Prompt: Read through the records. Copy each line that has the word "Where".

Annotated photo localization data
________

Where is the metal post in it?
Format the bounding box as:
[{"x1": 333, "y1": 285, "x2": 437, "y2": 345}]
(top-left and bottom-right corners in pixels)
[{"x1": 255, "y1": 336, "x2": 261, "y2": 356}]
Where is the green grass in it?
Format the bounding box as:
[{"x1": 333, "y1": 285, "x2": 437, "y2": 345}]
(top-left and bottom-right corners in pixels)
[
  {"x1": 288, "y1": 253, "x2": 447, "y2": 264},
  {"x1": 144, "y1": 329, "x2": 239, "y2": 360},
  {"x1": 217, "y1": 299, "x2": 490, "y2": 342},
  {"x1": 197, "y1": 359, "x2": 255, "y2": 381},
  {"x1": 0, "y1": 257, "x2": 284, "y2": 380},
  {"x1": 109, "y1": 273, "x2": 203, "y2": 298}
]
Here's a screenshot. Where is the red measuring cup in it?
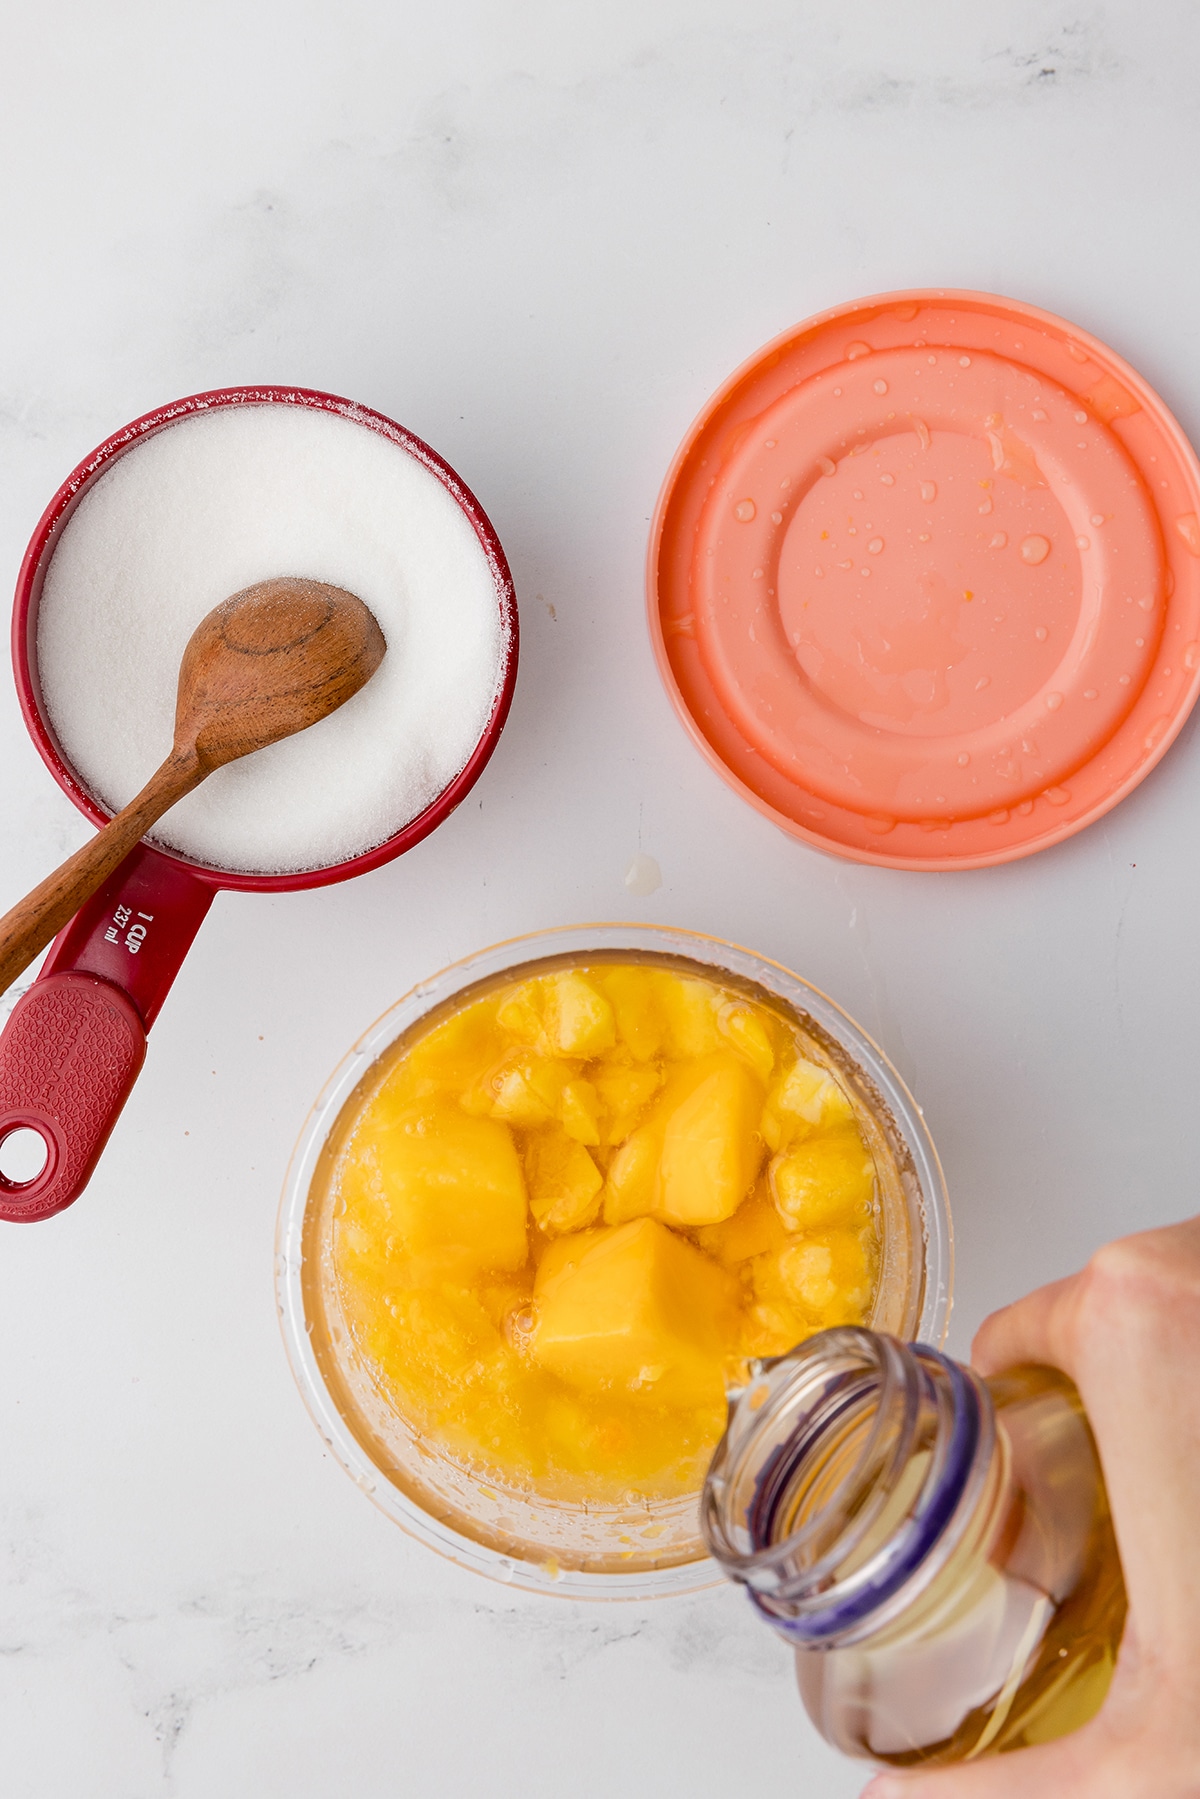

________

Solution:
Where is the metal post in it?
Where is the green grass in it?
Here's a screenshot. Where is the red measuring cup in it?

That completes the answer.